-- start of Data listing --

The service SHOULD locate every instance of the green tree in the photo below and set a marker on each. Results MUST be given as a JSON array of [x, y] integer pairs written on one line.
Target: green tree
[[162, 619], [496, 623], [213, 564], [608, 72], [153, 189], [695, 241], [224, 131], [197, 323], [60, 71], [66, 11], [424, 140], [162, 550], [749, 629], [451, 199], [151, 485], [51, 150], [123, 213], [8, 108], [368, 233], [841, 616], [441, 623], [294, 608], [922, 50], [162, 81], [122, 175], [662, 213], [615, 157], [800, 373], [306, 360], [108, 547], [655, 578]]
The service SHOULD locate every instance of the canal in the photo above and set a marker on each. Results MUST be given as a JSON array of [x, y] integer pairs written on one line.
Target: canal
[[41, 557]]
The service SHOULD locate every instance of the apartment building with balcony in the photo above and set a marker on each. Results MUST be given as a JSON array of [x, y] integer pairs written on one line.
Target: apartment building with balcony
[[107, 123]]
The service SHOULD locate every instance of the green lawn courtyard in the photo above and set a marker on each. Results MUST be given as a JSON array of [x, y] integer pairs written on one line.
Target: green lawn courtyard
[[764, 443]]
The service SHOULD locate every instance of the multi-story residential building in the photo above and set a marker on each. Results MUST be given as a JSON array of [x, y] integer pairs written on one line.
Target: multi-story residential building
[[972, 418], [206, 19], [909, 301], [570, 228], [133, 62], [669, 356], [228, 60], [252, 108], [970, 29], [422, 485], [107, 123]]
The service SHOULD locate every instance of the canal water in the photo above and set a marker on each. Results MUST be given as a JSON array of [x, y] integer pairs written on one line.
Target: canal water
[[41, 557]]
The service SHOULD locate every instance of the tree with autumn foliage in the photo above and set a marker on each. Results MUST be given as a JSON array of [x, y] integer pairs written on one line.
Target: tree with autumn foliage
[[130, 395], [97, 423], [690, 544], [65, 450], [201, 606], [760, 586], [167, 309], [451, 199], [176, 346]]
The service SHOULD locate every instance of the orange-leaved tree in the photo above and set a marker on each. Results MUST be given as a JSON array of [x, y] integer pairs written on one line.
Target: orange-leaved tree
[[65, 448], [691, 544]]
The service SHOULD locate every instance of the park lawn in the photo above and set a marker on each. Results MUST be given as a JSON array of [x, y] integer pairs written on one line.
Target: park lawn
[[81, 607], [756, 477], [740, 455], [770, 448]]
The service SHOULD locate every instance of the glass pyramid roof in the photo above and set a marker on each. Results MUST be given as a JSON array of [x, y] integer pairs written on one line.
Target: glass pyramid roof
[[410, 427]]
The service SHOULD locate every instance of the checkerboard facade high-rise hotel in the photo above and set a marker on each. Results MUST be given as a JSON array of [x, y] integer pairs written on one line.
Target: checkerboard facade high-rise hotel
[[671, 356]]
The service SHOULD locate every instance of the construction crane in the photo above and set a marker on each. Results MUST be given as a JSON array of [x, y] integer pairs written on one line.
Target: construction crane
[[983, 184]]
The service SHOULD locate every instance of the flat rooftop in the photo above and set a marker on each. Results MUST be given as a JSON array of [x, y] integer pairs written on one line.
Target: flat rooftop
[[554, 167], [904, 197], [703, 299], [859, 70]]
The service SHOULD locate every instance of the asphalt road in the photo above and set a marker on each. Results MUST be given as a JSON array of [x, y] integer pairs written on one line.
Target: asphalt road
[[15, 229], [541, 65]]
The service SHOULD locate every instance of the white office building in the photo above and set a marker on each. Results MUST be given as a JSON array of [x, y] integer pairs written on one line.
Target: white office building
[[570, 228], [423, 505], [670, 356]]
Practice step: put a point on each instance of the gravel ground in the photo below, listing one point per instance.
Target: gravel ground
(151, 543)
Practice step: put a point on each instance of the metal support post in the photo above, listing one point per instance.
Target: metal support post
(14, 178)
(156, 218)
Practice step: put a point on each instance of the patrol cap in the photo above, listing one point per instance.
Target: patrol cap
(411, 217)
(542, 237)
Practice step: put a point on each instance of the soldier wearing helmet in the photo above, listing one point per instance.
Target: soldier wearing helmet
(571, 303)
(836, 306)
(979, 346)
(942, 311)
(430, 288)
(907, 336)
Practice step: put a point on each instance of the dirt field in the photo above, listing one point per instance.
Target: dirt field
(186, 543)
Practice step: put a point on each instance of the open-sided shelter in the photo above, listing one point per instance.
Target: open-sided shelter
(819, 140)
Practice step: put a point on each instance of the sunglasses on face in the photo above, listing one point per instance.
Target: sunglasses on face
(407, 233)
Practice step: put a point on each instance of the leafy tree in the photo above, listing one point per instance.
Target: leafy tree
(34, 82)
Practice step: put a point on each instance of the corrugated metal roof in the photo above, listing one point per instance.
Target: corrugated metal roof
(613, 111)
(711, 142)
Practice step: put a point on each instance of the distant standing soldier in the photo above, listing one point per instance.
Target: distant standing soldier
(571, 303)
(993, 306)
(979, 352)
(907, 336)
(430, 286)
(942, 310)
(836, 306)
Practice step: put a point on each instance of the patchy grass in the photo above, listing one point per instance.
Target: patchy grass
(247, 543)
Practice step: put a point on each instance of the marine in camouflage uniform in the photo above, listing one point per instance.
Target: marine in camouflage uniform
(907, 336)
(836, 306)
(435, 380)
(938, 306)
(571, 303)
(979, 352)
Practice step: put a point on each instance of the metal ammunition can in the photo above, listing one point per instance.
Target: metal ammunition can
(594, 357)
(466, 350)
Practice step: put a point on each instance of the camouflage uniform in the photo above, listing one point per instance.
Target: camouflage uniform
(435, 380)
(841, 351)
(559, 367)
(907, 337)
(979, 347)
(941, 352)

-- end of Data listing --

### Your task
Put every one of the items above into a two-column CSV headed "text" and "answer", with one row per item. Place each value in a single quoted field, and turn line breaks into spaces.

### Answer to this problem
text,answer
"The service SHOULD locate every instance of the green tree in the photo below and set a marker on each. Results MUST be given as a JSON array of [x, y] integer pairs written on one line. Target: green tree","[[162, 619], [496, 623], [213, 564], [608, 72], [153, 189], [695, 241], [224, 131], [197, 323], [60, 71], [66, 11], [424, 140], [162, 550], [749, 629], [451, 199], [151, 485], [51, 150], [123, 213], [8, 108], [368, 233], [841, 616], [441, 623], [294, 608], [922, 50], [162, 81], [122, 175], [662, 213], [615, 157], [800, 373], [306, 360], [108, 547], [655, 578]]"
"The service SHOULD locate every instance of the canal in the photo above and set a marker on each. Results MUST be given as a JSON array of [x, y] integer pairs written on one line. Target: canal","[[41, 557]]"
"The service SHOULD locate every instance of the apartment building with balcony in the photo above and set a marker on each. Results MUST be given as a JSON array of [x, y] integer pairs written on one line. Target: apartment building with balcony","[[107, 123]]"
"The service SHOULD locate every instance of the green lawn courtyard in the photo above and set a marker on each. Results MUST be given as a JSON array of [x, y] integer pairs written on one line. Target: green lawn courtyard","[[764, 443]]"
"The service SHOULD locate every instance of the multi-story residential building in the photo above and set a marker on each. Results MUST be given as a JSON array of [x, y] integer pairs written on one line. Target: multi-story residential building","[[972, 418], [206, 19], [909, 301], [570, 228], [133, 62], [669, 356], [228, 60], [252, 108], [970, 29], [422, 485], [107, 123]]"
"The service SHOULD locate every instance of the canal water in the photo above and set a marker on each. Results MUST be given as a JSON array of [x, y] integer pairs written on one line. Target: canal water","[[41, 557]]"
"The service SHOULD locate every instance of the tree with autumn foliage in the photo above and set a marker on each. Results MUST be given as a JSON array of [x, y] integer pairs written on one line. Target: tree with autumn foliage","[[130, 395], [97, 423], [690, 544], [65, 450], [201, 606], [760, 586], [167, 309], [451, 199], [176, 346]]"
"The service SHOULD locate every instance of the orange-leaved tree in the photo above and set a marker on each. Results MUST be given as a JSON array of [x, y] integer pairs written on one line. Target: orange-leaved tree","[[65, 448], [691, 544]]"
"The service SHOULD locate every instance of the park lawn in the photo above and set a marker on each. Results MUST be given as a JSON array of [x, y] integer pairs written on one line. Target: park lawn","[[81, 607], [756, 477], [740, 455], [770, 448]]"
"The service SHOULD locate every instance of the glass pyramid roof in the photo above and set a marker on each. Results MUST be given as a JSON array of [x, y] integer pairs written on one line. Target: glass pyramid roof","[[410, 427]]"
"The service SHOULD locate every instance of the checkerboard facade high-rise hotel in the photo above and set a marker on each. Results MUST be given as a JSON array of [x, y] integer pairs written on one line. Target: checkerboard facade high-rise hotel","[[671, 356]]"
"The service SHOULD locate every instance of the construction crane in the photo above and set a marker on each. Results MUST be given as a JSON array of [x, y] integer pairs written on one line. Target: construction crane","[[983, 184]]"
"The service SHOULD locate every instance of the flat rooftop in the photo above and set a marker on each. Results MUST be given as a JSON array of [x, y] integer pairs written on one line. Target: flat rooftop","[[554, 167], [904, 197], [703, 299], [859, 70]]"
"The service SHOULD locate every instance of the asphalt road in the photo above and set a marker on each. Results MUST be given as a JSON array of [x, y] integer pairs written on one line. Target: asphalt road","[[15, 229], [541, 65]]"
"The service SHOULD locate every instance of the white office building in the photo above and set a marker on each. Results MUST be given as a JSON array of [x, y] integer pairs written on one line. Target: white office building","[[570, 228], [423, 505], [670, 356]]"
"Practice step: put a point on each instance of the gravel ground in the photo below, listing one point per instance. Target: gravel ground","(151, 543)"
"Practice step: put a point on each instance of the metal support post in the photo above, listing one point per instance. Target: metal support post","(14, 178) (156, 218)"
"Practice step: put a point on each instance of the patrol cap in the photo above, listing one point per instance. Target: patrol cap","(411, 217) (542, 237)"
"Practice step: put a point on each instance of the soldier wearing helmet in the photo above, listing one point per instance. Target: soldier wearing helmet","(571, 303) (836, 306) (979, 346) (942, 311) (430, 288) (907, 336)"
"Practice step: put a point on each instance of the dirt field in the photo above, listing one point per instance. Target: dirt field","(186, 543)"
"Practice step: put a point on each instance of the open-sided shelter in the photo above, listing one point per instance. Target: open-sided shelter","(819, 140)"
"Practice step: put a point on each instance of the sunglasses on face in the photo above, listing one point per instance. Target: sunglasses on face","(407, 233)"
"Practice step: put a point on each instance of the leafy tree in the photo above, listing one point per instance. Target: leafy tree","(34, 82)"
"Practice step: put a point on each instance of the corrugated metal roof in the photo above, listing one point per instance. Target: corrugated metal roof","(613, 111) (711, 142)"
"Practice step: put a point on each instance of the distant standing soldier in the photo above, listing one point per instance. Target: distant standing soldier","(571, 303) (993, 306) (979, 352) (907, 336) (430, 286) (942, 310) (836, 306)"
"Practice step: put a point on each instance of the patchy grass in the photo above, listing one point per instance. Target: patchy grass","(247, 543)"
"Practice step: put a point on each instance of the marine in camouflage uniform in the photo above, listing one point per instance. Target: marine in camouflage uniform","(907, 336) (836, 306) (435, 380) (938, 306) (571, 303) (979, 352)"
"Practice step: put a point on each instance of the metal ammunition can in the photo above, listing one point per instance. Target: metal ammunition can","(594, 357) (466, 350)"
"Practice step: put a point on each instance of the camouflage uniform in the photo above, listing one point per instance. Target: camouflage uniform","(435, 380) (841, 351) (559, 367) (907, 337) (979, 347) (941, 352)"